• [Your task]
Each entry is to be output precisely as it appears.
════════
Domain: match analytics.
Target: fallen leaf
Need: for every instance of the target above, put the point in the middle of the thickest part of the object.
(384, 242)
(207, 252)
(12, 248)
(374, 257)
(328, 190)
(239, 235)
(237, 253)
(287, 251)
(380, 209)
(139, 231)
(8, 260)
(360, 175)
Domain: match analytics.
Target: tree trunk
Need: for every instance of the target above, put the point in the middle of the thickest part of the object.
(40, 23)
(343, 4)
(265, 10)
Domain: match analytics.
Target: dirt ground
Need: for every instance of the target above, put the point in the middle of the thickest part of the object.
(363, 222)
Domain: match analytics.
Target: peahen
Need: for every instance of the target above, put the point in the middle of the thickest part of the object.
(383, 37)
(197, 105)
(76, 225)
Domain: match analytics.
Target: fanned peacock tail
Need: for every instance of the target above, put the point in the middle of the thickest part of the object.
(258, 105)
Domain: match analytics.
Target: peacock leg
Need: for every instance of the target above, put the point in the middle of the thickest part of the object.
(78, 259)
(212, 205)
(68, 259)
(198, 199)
════════
• [Answer area]
Domain: match analytics.
Target: fallen leaf
Need: for every instance of the target above, put the point in the middle of the thickest part of the object.
(384, 242)
(207, 252)
(12, 248)
(374, 257)
(328, 190)
(239, 235)
(237, 253)
(287, 251)
(380, 209)
(139, 231)
(8, 260)
(360, 175)
Domain: match analytics.
Target: tree trunk
Need: for every instance of the target above, put the point in the middle of the thickest part of the object.
(40, 23)
(343, 4)
(265, 10)
Domain: match analytics.
Target: dirt ground
Need: for every instance of the target above, put the point in the middle of the thickest part of the object.
(363, 222)
Domain: match analytics.
Target: peahen
Need: for every instance of the target above, put the point in the middle of the thickest part of the object.
(383, 37)
(197, 105)
(76, 225)
Domain: match analytics.
Target: fanned peacock tail
Need: for every instance of the target above, put the point in the middle of the thickest part of the object.
(258, 105)
Domain: match analytics.
Target: peacock leg
Need: for every instance of the target above, put the point in the middle of the thickest part of the object.
(78, 259)
(212, 205)
(68, 259)
(198, 199)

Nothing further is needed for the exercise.